Can you write out the rows from the line containing "Label every distant tree" down to the line containing "xmin=0 ymin=401 xmax=1461 ymax=443" again, putting "far-off row of trees" in place of "distant tree line" and leaving everything else as it is?

§ PROVIDED RECORDS
-- begin --

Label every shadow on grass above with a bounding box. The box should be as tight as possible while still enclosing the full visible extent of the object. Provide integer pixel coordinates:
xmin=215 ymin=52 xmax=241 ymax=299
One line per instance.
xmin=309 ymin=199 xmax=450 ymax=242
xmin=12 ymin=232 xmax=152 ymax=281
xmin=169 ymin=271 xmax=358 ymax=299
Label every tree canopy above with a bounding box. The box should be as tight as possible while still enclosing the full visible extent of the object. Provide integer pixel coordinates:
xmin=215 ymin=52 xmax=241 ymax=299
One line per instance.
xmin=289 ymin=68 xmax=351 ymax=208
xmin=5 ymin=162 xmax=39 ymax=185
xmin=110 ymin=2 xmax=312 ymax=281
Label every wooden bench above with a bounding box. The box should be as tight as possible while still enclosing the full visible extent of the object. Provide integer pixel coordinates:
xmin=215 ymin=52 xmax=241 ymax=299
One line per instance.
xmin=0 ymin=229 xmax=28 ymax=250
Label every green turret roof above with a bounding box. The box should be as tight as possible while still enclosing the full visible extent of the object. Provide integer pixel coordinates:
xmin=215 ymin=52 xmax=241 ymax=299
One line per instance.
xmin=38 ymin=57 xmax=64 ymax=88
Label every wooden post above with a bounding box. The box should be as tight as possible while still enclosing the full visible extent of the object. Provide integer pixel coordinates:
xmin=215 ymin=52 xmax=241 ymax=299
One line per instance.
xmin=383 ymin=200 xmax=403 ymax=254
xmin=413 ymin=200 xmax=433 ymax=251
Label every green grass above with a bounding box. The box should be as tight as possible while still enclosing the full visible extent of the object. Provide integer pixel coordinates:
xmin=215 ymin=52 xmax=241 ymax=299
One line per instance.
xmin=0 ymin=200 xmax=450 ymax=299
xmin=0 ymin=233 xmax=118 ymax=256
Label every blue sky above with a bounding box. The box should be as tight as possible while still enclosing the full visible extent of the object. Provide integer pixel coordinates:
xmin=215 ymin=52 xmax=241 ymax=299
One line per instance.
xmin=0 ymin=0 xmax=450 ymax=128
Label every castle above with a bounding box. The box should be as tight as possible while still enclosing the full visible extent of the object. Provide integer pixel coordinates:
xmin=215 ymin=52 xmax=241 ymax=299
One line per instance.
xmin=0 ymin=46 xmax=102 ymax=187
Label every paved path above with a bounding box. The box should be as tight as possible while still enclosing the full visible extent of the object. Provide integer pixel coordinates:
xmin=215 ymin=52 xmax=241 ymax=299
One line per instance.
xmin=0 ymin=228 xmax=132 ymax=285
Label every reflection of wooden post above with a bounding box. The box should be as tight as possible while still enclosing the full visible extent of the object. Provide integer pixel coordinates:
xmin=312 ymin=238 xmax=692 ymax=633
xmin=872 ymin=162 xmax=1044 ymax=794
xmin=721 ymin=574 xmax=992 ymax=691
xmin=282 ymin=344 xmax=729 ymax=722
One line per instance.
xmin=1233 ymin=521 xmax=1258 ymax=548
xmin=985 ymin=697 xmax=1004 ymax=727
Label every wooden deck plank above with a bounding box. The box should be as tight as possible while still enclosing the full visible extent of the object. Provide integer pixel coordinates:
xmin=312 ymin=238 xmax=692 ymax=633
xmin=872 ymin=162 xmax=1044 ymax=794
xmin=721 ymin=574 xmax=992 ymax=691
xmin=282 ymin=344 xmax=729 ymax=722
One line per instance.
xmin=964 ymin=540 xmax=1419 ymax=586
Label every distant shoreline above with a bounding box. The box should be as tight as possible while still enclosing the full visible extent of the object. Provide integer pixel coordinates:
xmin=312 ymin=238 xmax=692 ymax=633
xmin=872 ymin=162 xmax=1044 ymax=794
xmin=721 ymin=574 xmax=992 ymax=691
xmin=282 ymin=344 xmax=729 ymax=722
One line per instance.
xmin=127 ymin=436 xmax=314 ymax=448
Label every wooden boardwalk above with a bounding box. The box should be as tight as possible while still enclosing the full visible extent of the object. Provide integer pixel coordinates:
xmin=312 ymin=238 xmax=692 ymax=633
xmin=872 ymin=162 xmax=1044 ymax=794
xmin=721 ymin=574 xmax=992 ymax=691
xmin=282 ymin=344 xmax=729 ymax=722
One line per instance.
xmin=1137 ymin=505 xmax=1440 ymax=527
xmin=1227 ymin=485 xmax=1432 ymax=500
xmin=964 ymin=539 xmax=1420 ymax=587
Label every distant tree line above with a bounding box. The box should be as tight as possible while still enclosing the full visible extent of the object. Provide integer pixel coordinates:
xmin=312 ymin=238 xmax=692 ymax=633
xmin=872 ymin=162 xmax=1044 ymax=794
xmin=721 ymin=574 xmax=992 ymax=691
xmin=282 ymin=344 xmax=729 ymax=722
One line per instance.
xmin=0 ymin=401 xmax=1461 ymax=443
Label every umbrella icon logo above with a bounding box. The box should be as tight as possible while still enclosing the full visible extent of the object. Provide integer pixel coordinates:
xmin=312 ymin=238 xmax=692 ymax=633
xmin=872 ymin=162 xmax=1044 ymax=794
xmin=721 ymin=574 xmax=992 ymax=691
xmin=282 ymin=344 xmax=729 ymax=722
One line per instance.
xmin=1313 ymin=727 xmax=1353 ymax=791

-- end --

§ RESULT OF THE EXERCISE
Label every far-off row of trees above with a bounding box. The box should be as tight as possible while still enclosing the full visible extent of the object. Provide integer pixel coordinates:
xmin=312 ymin=238 xmax=692 ymax=633
xmin=872 ymin=162 xmax=1044 ymax=794
xmin=721 ymin=574 xmax=992 ymax=691
xmin=282 ymin=344 xmax=729 ymax=722
One line per instance.
xmin=0 ymin=401 xmax=1461 ymax=443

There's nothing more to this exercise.